Reproduce every line of the records below, swapping "visual grounding model" for "visual localization system" wherever it occurs and changing nothing else. Leave out the pictures.

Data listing

____

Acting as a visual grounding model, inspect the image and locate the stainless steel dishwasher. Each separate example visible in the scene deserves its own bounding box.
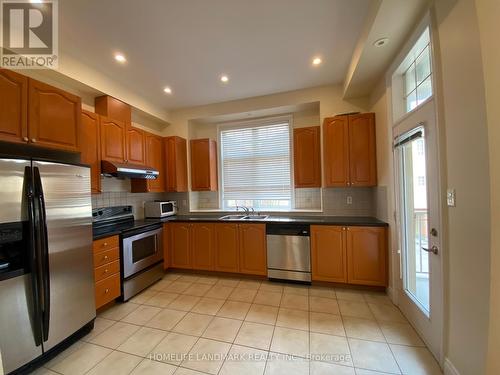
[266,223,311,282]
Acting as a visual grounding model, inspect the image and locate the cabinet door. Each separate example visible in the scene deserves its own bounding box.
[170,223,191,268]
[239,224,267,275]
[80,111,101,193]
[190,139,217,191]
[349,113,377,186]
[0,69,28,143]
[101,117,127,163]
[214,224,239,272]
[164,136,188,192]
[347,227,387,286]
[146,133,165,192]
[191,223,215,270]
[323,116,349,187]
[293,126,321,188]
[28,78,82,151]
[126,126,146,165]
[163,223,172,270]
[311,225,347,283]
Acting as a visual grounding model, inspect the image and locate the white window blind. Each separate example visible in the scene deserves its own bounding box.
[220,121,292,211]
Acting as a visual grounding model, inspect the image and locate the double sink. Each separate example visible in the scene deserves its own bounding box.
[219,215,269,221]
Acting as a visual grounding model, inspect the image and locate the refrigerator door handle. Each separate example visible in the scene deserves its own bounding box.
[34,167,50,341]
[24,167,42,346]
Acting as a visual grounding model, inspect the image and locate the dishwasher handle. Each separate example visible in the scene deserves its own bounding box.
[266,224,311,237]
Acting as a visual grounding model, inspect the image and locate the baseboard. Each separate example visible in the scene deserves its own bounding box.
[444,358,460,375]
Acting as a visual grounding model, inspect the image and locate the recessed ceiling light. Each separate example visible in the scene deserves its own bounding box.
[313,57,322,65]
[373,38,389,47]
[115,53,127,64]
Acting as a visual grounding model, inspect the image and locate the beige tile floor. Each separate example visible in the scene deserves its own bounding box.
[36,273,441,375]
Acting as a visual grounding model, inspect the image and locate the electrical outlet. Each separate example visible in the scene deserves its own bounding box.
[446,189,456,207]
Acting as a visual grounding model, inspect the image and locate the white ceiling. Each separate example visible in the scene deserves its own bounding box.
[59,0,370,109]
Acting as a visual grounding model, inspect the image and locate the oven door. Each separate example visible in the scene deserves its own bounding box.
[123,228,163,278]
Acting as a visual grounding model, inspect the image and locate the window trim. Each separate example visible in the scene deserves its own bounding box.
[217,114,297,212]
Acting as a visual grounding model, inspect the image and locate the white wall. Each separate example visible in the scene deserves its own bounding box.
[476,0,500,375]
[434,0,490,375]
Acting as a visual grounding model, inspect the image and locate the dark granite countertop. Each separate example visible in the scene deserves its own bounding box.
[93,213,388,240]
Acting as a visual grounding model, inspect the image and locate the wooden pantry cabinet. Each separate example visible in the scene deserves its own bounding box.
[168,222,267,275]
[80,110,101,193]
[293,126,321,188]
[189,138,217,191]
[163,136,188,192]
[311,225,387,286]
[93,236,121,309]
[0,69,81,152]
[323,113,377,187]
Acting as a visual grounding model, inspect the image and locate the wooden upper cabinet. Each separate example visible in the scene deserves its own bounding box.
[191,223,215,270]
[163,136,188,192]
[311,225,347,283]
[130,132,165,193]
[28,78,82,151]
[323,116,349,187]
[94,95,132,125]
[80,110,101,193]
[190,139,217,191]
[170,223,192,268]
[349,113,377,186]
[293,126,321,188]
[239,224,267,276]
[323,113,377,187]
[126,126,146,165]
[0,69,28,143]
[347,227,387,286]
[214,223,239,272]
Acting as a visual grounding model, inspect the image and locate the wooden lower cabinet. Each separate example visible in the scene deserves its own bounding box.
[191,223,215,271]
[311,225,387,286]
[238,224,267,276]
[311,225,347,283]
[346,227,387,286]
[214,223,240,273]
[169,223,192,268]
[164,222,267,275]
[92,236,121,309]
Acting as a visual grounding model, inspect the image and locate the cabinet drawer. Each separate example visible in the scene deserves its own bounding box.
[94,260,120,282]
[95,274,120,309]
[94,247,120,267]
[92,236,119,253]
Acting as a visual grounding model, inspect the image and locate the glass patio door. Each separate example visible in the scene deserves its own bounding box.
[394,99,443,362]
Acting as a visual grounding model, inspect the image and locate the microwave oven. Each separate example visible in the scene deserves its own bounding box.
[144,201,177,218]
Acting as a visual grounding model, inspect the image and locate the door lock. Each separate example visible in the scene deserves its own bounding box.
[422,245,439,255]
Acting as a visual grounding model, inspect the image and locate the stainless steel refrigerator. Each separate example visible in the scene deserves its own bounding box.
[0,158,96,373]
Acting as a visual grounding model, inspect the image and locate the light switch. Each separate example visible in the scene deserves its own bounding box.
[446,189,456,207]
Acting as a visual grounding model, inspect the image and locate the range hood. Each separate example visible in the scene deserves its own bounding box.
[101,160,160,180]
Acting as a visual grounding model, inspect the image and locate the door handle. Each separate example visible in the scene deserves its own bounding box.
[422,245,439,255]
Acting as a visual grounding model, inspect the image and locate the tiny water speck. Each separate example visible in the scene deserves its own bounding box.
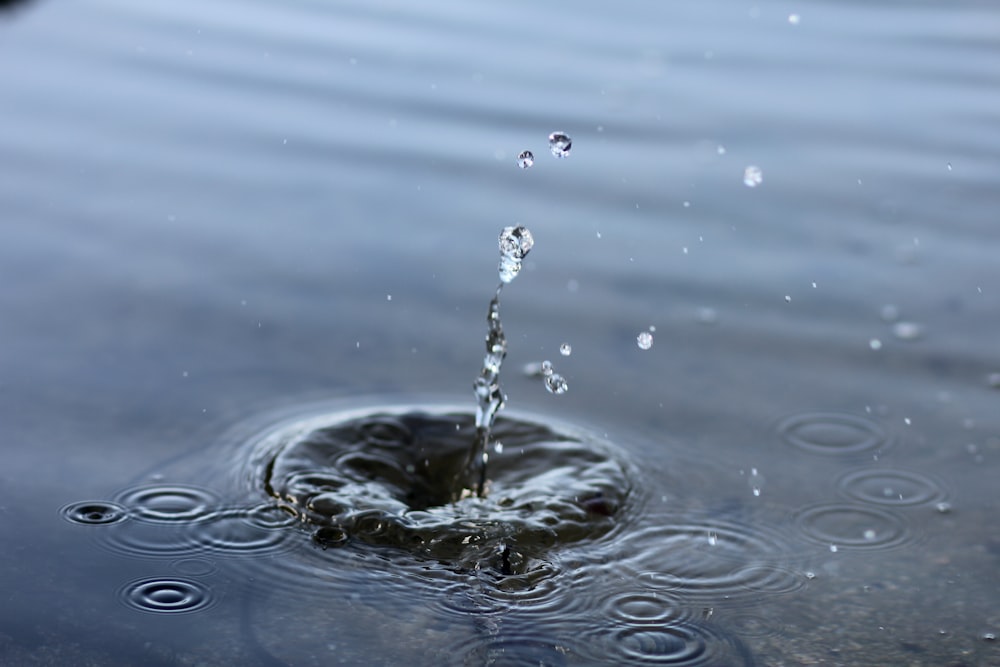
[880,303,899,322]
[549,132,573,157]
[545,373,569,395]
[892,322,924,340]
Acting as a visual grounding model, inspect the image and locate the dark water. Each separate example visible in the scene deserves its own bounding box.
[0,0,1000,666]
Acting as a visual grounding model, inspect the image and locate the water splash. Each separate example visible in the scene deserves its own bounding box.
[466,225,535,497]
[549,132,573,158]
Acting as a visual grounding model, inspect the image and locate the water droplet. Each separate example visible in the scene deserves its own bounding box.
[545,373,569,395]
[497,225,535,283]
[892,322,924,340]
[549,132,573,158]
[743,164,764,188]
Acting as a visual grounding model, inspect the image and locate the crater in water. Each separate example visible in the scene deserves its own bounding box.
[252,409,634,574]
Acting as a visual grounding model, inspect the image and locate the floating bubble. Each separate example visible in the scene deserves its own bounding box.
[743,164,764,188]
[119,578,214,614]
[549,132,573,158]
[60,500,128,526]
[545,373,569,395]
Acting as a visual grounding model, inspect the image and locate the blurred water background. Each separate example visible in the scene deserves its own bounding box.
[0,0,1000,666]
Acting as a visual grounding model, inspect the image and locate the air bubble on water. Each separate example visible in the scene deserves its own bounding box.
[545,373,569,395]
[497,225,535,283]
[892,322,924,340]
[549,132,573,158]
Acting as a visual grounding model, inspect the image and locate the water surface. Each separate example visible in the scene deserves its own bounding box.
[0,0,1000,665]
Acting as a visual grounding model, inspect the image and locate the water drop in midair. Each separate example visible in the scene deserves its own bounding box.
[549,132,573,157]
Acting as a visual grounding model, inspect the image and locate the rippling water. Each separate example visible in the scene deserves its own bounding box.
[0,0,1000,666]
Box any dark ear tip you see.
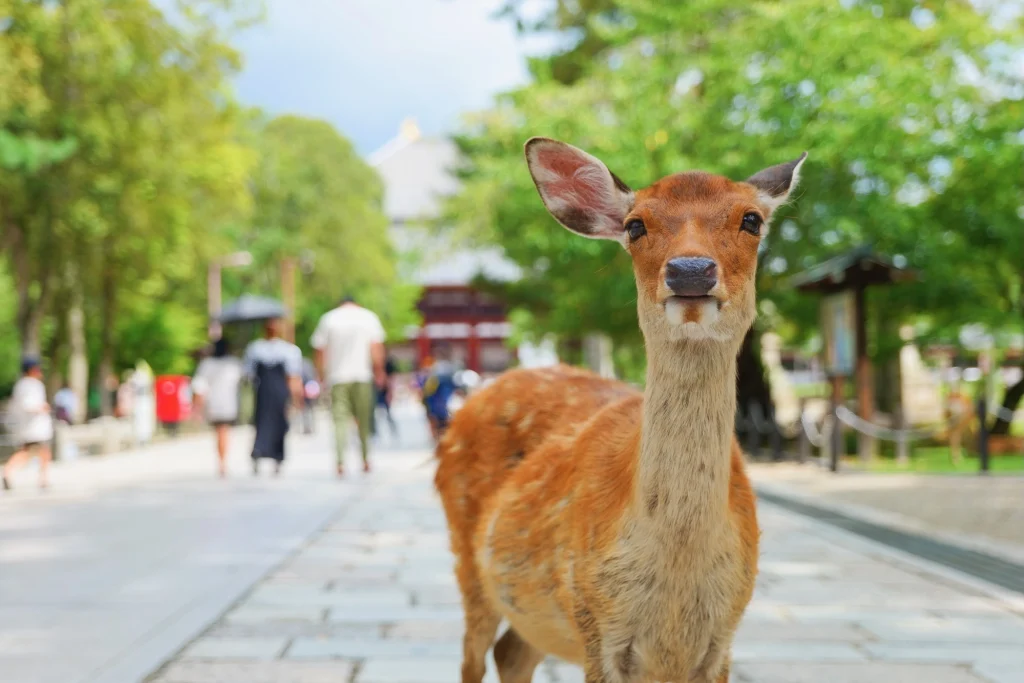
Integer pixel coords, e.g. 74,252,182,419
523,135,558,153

____

Correct answer:
Acting as a visual localization system, inspect the image and locate the stainless steel dishwasher. Each separate example visible in the scene deserves its own bounding box.
[266,223,311,282]
Acting as a visual localization system, inspect the image and locate the cabinet door. Each separate example visible in the scene deserves its own bounding box.
[170,223,191,268]
[239,224,267,275]
[80,111,101,193]
[190,139,217,191]
[349,113,377,186]
[0,69,28,143]
[101,117,127,163]
[214,224,239,272]
[164,136,188,192]
[347,227,387,286]
[146,133,165,192]
[191,223,215,270]
[323,116,349,187]
[293,126,321,188]
[28,78,82,151]
[126,126,146,165]
[163,223,172,270]
[311,225,347,283]
Acting as a visual localization system, inspect the image and locate the white window blind. Each separate example visible in the scene deserves its own bounding box.
[220,121,292,211]
Acting as a visual localization system, inspect the image and locate the double sink. Each separate example visible in the scene deserves its own bounding box.
[219,215,269,221]
Acting as a visual localization system, inspect the image and locate the refrigerator door handle. Each separate example visible in the scene deserves its own bounding box.
[34,167,50,341]
[24,167,42,346]
Acting as a visual localization system, inspect the image and locate the dishwasher handle. Each separate example visible in the scene deserves its own bounding box.
[266,224,311,237]
Acting as a visual localization system, inspect the image and locate the baseboard. Each separate example visible in the scene deserves its own bounding box.
[444,358,460,375]
Acting as a visual localization system, inspect the image and locate the recessed ceiling light. Each separate example visible in the scene deserves its own bounding box.
[313,57,322,65]
[373,38,389,47]
[115,53,127,64]
Acting as a visual localization system, inspect the image and locate the beige tile floor. Each separate example visible in the scene deserves its own bounding box.
[36,273,441,375]
Acting as a visual localization system, inspect the image and locate the electrical outlet. Each separate example visible in the scene deserves its own bounding box.
[446,189,456,207]
Acting as a visual localization system, inspect the image and locate the white ceiling. Each separate example visible in the scene deserves its own bounding box.
[59,0,370,109]
Acting as a visual localization system, inspect the image and locate the oven door. Each separate example visible in the scene deserves its own bounding box.
[123,228,163,278]
Acting as a visual localization system, inspect the image and locate the window trim. Each separate example visible in the scene deserves its own bounding box.
[217,114,297,212]
Acting as a visual localization system, inspect the image and locate the white wall. Each separate example visible in the scene deserves its own bounding box.
[476,0,500,375]
[434,0,490,375]
Acting as a visual localization system, inspect the image and locate the dark granite countertop. Each separate example visible in the scene deserves its own bounding box.
[93,213,388,240]
Acting as a visual localization system, inspect the image and locate the wooden pantry cabinet. Each separate example visible in the scene deserves its own bounding box.
[168,222,267,275]
[80,110,101,193]
[293,126,321,188]
[189,138,217,191]
[163,136,188,192]
[311,225,387,286]
[93,236,121,309]
[0,69,81,152]
[323,113,377,187]
Acting as a visual localization system, inspect the image and locate the wooden upper cabinet. Each separate example visible in the scene deserves its own bounding box.
[191,223,215,270]
[163,136,188,192]
[311,225,347,283]
[130,132,165,193]
[28,78,82,151]
[323,116,349,187]
[94,95,132,125]
[80,110,101,193]
[190,139,217,191]
[170,223,192,268]
[349,113,377,186]
[293,126,321,188]
[239,224,267,276]
[323,113,377,187]
[126,126,146,165]
[0,69,28,143]
[347,227,387,286]
[214,223,239,272]
Acting as a visual localization system, inspect the image and locate the wooden lower cabinet. Each separate example visible in the scene deserves its own bounding box.
[191,223,215,271]
[311,225,387,286]
[238,224,267,276]
[311,225,347,283]
[346,227,387,286]
[214,223,240,273]
[169,223,192,268]
[164,222,267,275]
[92,236,121,309]
Acting as a visual localization system, inspect the image and locate the cabinet drawer. Each separate example visible in the scene deserves its own bounding box.
[94,260,120,282]
[95,274,120,309]
[94,247,120,267]
[92,236,119,253]
Acting as a visual localization system, inspect the image and locate the glass patio door. Each separate example visible in the scene deserves its own bounding box.
[394,99,443,362]
Acting as a visual localization system, inspect the image and locate the microwave oven. Each separate example visible in the scene deserves its own bounding box.
[144,201,177,218]
Acting as a visual localization system, inspect the image and locate the door lock. Each separate example visible in the scene deserves its own bounding box.
[422,245,439,255]
Acting as a visual localization system, inspect the image and locate the stainless steel refrigerator. Each separate example visible in the scene deserves its own bounding box.
[0,158,96,373]
Acting as a visual localization system, inspect the image and locate the light switch. Each separate example visible in the scene deserves its own bounding box.
[446,189,456,207]
Acting as a visual localization system, inspect the image and locate the range hood. Each separate example visible in the scene deserves its own bounding box.
[101,160,160,180]
Acting as a visual localization system, inspect the image and locate the door handle. Each separate example visible in the scene deserves its own bounding box.
[422,245,439,255]
Acting as a visual localization system, inspect the image and locate the tiny water speck. Each separate example visible in the scene deserves its own bounding box.
[880,303,899,322]
[549,132,573,157]
[545,373,569,395]
[892,322,924,340]
Acting as a visual localization system, inspect the image and locate the dark water. Each separate example visible in the scene deserves its own bounding box.
[0,0,1000,666]
Acting as a visual localization system, inspect the image and locate the water splash. Each separate example visible in the scene deserves its own bounding box.
[466,225,535,497]
[549,132,573,158]
Acting as a visual localization system, inspect the image and locate the water droplet. Each separate example visible in the scene deserves its own bounding box.
[545,373,569,395]
[497,225,535,283]
[892,322,924,340]
[549,132,573,158]
[743,164,764,188]
Acting as a visual localization system, inspect the image and locate the crater in water. Each separate example visible in the scene deserves its own bounding box.
[252,409,634,574]
Acting as a visual localization system, inspect the image and locate the floating bubble. Each separate example visible in the scene deserves its own bounding box.
[743,164,764,188]
[119,578,214,614]
[549,132,573,158]
[60,500,128,526]
[545,373,569,395]
Acting as a visual localization system, inspect the image and locate the blurred water background. Each separate example visible in the scene deserves its own bounding box.
[0,0,1000,666]
Acting as a visual localization system, inspect the image and locate the air bubble on water. Each separate example visible in the scene deserves its own bounding box.
[545,373,569,395]
[497,225,535,283]
[892,322,924,340]
[549,132,573,158]
Acting as a visual localization system, inspect the image and locate the water surface. Each separate example visible in the scene deserves its own bounding box.
[0,0,1000,665]
Acting as a visual localization system, inspect the image and locate the water drop in midair. Each separate example visible in the scene deserves its own bounding box.
[549,132,573,157]
Acting as a visual localization system, inspect the image and locate the rippling water. Each separate example visible in the scene deserves its own bounding box.
[0,0,1000,666]
Box any dark ear tip you see.
Integer pixel coords, e.g. 74,252,182,419
523,135,558,153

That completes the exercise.